The input:

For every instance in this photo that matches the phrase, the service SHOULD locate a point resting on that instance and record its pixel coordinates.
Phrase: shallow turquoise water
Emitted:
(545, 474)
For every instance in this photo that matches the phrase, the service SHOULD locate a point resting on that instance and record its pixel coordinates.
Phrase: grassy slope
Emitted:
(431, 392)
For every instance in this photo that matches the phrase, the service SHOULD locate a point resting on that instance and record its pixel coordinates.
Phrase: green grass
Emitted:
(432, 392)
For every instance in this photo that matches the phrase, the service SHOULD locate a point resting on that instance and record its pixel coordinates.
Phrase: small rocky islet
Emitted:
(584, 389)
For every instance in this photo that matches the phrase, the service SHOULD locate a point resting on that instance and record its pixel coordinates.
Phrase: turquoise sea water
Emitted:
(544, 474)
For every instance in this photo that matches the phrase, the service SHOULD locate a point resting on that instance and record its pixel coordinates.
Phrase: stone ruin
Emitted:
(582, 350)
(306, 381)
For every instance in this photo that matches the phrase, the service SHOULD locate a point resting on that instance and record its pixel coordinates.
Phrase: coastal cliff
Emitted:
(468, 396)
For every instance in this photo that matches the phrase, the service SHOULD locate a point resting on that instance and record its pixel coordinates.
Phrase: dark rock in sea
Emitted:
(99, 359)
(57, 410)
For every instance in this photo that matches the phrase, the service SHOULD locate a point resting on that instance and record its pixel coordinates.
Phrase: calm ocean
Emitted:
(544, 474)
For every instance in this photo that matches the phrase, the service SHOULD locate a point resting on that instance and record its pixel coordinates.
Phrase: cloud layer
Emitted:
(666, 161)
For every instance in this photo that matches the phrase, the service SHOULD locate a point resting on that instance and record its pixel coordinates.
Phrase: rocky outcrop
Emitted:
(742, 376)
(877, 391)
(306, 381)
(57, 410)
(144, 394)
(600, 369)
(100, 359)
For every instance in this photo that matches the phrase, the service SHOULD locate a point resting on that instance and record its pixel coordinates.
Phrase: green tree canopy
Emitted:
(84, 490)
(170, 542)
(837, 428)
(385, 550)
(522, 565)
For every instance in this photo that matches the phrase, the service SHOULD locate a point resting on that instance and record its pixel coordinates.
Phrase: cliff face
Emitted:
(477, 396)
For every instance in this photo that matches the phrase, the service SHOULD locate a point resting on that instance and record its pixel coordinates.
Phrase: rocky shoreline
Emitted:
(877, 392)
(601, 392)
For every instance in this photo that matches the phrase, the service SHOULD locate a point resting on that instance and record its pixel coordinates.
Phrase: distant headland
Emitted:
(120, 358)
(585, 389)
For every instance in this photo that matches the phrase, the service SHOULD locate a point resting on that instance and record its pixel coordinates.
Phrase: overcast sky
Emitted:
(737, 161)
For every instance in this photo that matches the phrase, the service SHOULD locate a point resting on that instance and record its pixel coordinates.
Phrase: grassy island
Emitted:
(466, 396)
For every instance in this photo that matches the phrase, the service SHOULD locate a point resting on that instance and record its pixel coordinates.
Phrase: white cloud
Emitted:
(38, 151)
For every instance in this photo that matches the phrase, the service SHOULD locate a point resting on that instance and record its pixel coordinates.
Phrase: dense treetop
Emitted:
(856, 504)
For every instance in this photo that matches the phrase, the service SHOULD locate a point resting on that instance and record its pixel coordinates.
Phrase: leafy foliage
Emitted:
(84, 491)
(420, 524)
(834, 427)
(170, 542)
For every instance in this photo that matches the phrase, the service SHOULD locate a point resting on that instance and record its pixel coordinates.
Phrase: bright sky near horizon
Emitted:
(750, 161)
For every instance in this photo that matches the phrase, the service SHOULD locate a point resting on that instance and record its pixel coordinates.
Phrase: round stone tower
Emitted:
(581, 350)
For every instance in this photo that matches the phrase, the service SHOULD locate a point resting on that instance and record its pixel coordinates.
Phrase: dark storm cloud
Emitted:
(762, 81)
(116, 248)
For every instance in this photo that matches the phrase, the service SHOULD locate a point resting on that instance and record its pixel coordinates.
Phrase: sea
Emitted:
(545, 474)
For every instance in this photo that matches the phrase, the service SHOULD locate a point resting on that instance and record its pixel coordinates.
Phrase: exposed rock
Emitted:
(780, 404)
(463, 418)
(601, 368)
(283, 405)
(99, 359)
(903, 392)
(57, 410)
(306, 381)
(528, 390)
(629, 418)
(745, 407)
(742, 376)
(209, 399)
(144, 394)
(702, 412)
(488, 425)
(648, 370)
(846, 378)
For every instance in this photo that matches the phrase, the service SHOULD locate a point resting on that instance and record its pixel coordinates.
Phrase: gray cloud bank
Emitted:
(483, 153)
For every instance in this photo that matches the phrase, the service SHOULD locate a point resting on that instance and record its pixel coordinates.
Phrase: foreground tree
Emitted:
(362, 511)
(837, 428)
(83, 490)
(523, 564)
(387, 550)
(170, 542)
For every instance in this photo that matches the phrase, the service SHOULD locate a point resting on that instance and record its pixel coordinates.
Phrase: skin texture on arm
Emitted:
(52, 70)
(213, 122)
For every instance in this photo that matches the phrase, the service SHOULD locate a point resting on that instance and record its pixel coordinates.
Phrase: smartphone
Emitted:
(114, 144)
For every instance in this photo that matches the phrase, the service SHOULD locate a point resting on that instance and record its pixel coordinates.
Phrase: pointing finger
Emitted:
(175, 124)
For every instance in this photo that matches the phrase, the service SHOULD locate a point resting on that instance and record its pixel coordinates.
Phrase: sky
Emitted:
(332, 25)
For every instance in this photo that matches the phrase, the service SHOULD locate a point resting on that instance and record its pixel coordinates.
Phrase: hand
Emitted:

Work required:
Return all of the data word for word.

Task output:
For every instance in this photo that matches the phrase, the service SHOULD locate a point resting on that instance and record its pixel coordinates.
Phrase: shallow turquoise water
Emitted:
(545, 474)
For every instance in this photo that matches the phrase, the service SHOULD locate a point resting on that instance and record its pixel coordinates.
Phrase: grassy slope
Emitted:
(431, 392)
For every instance in this photo that matches the phrase, the service SHOULD locate a point resting on that instance and record its pixel coordinates.
Phrase: green grass
Emitted:
(432, 392)
For every instance in this photo that matches the phrase, the service SHOULD locate a point resting on that instance and record its pixel coordinates.
Phrase: small rocky islet
Emitted:
(584, 389)
For every instance in this photo that matches the phrase, the service SHOULD locate a point resting on that instance and record its pixel coordinates.
Phrase: turquoise sea water
Emitted:
(544, 474)
For every instance in this photo that matches the phrase, the service SHOULD locate a point resting on that instance and record its pixel coordinates.
Phrase: stone ruin
Emitted:
(582, 350)
(306, 381)
For every instance in this photo that matches the phrase, the service SHOULD locate a point resting on that instance and record its pixel coordinates.
Phrase: coastal cliff
Emitted:
(468, 396)
For every instance in this photo that matches the phrase, the service SHOULD locate a point resting on that instance and record its pixel coordinates.
Phrase: dark rock in sea
Emitted:
(99, 359)
(57, 410)
For every instance in this photo that matches the phrase, the service SHOULD locate a point resting on that instance and record its pixel coordinates.
Phrase: calm ocean
Emitted:
(544, 474)
For every instance in this photo that matches the phrase, the service SHOULD locate a point resting on that instance and record its pixel coordinates.
Phrase: cloud layer
Emitted:
(666, 161)
For every instance in this photo that matches the phrase, the service SHOULD locate a point resting on that instance and record its pixel coordinates.
Phrase: rocky outcrop
Emitted:
(742, 376)
(877, 391)
(306, 381)
(57, 410)
(144, 394)
(600, 369)
(100, 359)
For every instance in this photo that matches the phrase, the service SHOULD locate a point resting on that instance and record its pixel coordinates.
Phrase: green tree canopy
Emitted:
(84, 490)
(170, 542)
(837, 428)
(385, 550)
(522, 565)
For every instance in this photo that matches the phrase, the service SHOULD locate a point resting on that instance and record its pixel coordinates.
Phrase: cliff face
Emitted:
(477, 396)
For every instance in this photo that matches the phrase, the service SHOULD locate a point resting on that instance and record its pixel coordinates.
Phrase: rocky shoreline
Emitted:
(877, 392)
(601, 392)
For every instance in this photo that matches the phrase, the service SHOULD locate a point resting on that instance and record its pixel coordinates.
Phrase: distant headland
Emitted:
(120, 358)
(585, 389)
For every instance in this photo that matches the phrase, the service SHOULD locate a point resting on that instance and record its pixel coordinates.
Phrase: overcast sky
Emitted:
(737, 161)
For every instance in this photo that matches the phrase, the service SHOULD locate a point resting on that instance and record its pixel coordinates.
Phrase: grassy island
Emitted:
(466, 396)
For every instance in this photo that matches the phrase, the service SHOULD locate a point resting on that instance and record its pixel coordinates.
Phrase: white cloud
Emitted:
(38, 151)
For every instance in this photo that matches the phrase, the service SHOULD locate a point resting on that instance and record its pixel coordinates.
Phrase: dense treetop
Emitted:
(856, 504)
For every instance in this photo that matches the phrase, the service SHOULD locate a point resting on that instance and record its pixel coordinates.
Phrase: leafy foliage
Emitted:
(84, 491)
(420, 524)
(834, 427)
(170, 542)
For every instance in this photo that matches the phrase, the service SHOULD locate a point resting on that instance and record its pixel coordinates.
Phrase: bright sky near horizon
Emitted:
(750, 161)
For every instance in this photo that matches the phrase, the service SHOULD locate a point resting on that instance and record its pixel coordinates.
Phrase: round stone tower
Emitted:
(581, 350)
For every instance in this photo that matches the phrase, the service SHOULD locate a point resting on that instance and record its pixel coordinates.
Phrase: dark storm cloud
Emitted:
(762, 81)
(116, 248)
For every instance in this photo that matches the phrase, the service SHOULD locate a point resting on that instance and record its pixel coordinates.
Phrase: sea
Emitted:
(545, 474)
For every instance in this photo that matches the phrase, the service SHOULD locate a point resting on that instance and record its pixel coordinates.
Phrase: exposed rock
Emitted:
(780, 404)
(463, 418)
(601, 368)
(283, 405)
(99, 359)
(903, 392)
(57, 410)
(306, 381)
(528, 390)
(629, 418)
(745, 407)
(742, 376)
(209, 399)
(144, 394)
(702, 412)
(488, 425)
(648, 370)
(846, 378)
For every instance in this photo that matches the phrase, the service SHOULD locate a point resting on that instance and record its pixel coordinates.
Phrase: gray cloud bank
Emitted:
(483, 153)
For every instance in this photo that matches the phrase, the service SHOULD locate a point resting on that instance and record its pixel coordinates.
Phrase: foreground tree
Emitted:
(362, 511)
(837, 428)
(83, 490)
(523, 564)
(387, 550)
(170, 542)
For every instance in this photo that matches the phrase, the service SHOULD locate a point resting on that instance and record its pixel coordinates.
Phrase: skin texture on arm
Emitted:
(52, 70)
(213, 122)
For every instance in this photo that matches the phrase, the service SHOULD locate a point resting on that instance and record its pixel coordinates.
Phrase: smartphone
Emitted:
(114, 144)
For every instance in this photo that matches the phrase, the service SHOULD locate a point resting on that instance and record its pixel coordinates.
Phrase: pointing finger
Emitted:
(175, 124)
For every instance in this photo that matches the phrase, the service SHOULD locate a point resting on that instance and record its pixel coordinates.
Phrase: sky
Emitted:
(332, 25)
For every instance in this photo that matches the phrase, the service SHOULD locate a point resting on that instance and record its pixel coordinates.
Phrase: hand
Emitted:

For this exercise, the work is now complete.